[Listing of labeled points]
....................
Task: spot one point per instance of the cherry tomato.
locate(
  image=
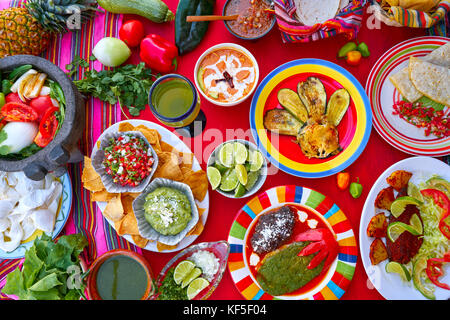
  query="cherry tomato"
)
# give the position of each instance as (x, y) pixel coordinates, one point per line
(12, 97)
(18, 111)
(132, 32)
(41, 105)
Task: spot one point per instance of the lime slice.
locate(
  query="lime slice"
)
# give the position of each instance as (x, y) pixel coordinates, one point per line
(194, 274)
(229, 181)
(241, 173)
(252, 179)
(182, 270)
(214, 177)
(240, 191)
(240, 153)
(414, 192)
(398, 206)
(395, 267)
(418, 275)
(226, 155)
(256, 160)
(196, 286)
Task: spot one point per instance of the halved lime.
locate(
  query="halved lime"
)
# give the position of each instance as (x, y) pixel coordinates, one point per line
(194, 274)
(252, 179)
(182, 270)
(398, 206)
(240, 153)
(229, 181)
(214, 177)
(226, 155)
(256, 160)
(196, 286)
(241, 173)
(395, 267)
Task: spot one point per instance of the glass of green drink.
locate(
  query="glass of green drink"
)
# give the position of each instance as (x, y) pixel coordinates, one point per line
(175, 102)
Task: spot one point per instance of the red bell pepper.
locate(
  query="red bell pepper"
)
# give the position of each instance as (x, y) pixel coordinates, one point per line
(435, 270)
(158, 53)
(326, 246)
(441, 199)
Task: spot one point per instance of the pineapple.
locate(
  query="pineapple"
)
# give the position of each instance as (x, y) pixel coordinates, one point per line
(29, 30)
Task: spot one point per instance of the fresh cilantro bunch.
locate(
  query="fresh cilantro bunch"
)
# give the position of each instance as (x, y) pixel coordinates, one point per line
(129, 84)
(48, 270)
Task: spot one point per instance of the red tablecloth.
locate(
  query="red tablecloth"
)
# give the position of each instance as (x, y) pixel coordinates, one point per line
(271, 52)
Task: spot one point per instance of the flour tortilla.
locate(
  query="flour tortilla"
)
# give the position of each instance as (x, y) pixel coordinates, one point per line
(311, 12)
(401, 80)
(431, 80)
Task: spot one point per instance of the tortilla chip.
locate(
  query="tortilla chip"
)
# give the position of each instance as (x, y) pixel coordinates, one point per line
(114, 209)
(163, 247)
(139, 241)
(126, 126)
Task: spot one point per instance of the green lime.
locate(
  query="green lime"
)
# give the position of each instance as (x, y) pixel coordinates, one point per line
(398, 206)
(229, 181)
(182, 270)
(240, 153)
(194, 274)
(196, 286)
(252, 179)
(419, 274)
(241, 173)
(395, 267)
(239, 191)
(226, 155)
(214, 177)
(414, 192)
(256, 160)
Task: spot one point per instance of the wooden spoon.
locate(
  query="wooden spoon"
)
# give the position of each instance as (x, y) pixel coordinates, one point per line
(210, 18)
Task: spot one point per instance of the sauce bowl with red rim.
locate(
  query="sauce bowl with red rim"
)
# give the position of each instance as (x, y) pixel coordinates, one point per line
(227, 83)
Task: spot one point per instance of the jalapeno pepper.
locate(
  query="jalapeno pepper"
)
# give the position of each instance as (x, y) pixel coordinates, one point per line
(443, 202)
(18, 111)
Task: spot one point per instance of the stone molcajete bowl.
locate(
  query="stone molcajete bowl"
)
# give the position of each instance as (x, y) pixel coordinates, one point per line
(63, 148)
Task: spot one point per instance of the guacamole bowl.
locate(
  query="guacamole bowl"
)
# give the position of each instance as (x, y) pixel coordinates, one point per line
(148, 231)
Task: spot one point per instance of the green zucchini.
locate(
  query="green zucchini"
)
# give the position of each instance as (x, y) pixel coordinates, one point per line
(314, 97)
(337, 106)
(188, 35)
(282, 122)
(154, 10)
(290, 100)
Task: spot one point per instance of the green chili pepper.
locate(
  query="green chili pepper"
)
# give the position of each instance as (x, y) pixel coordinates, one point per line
(349, 46)
(364, 49)
(355, 189)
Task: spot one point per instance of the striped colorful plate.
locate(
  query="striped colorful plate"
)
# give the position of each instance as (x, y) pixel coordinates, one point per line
(340, 274)
(382, 95)
(354, 129)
....................
▶ Directions for this task
Can you arrange the part of the listing that opens with the line containing "Task: spot one point per instance of the guacamole" and runs through the end of the listing as a JSON list of strings, one string per line and no blank lines?

▶ The completed task
[
  "Task: spot one point per instance of the guacamole bowl.",
  "locate(",
  "  query=\"guacamole bowl\"",
  ")",
  "# give the position of each instance as (x, y) pixel coordinates, one point per line",
  "(148, 231)",
  "Task: spot one point per instance of the green zucchini.",
  "locate(",
  "  query=\"green zucchini\"",
  ")",
  "# give the position of each instance as (x, y) pixel coordinates, one point per line",
  "(314, 97)",
  "(337, 106)",
  "(188, 35)",
  "(282, 122)",
  "(154, 10)",
  "(290, 100)",
  "Task: spot one point per instance of the green chili pepper.",
  "locate(",
  "  query=\"green chili pepper\"",
  ")",
  "# give the position of each instance as (x, y) pixel coordinates, one point per line",
  "(349, 46)",
  "(364, 49)",
  "(355, 189)",
  "Task: spot one point per instance of the striped colorful plate.",
  "locate(",
  "  query=\"striped colorful plate\"",
  ")",
  "# give the position of each instance as (x, y) pixel coordinates, one point per line",
  "(340, 274)",
  "(382, 95)",
  "(354, 129)"
]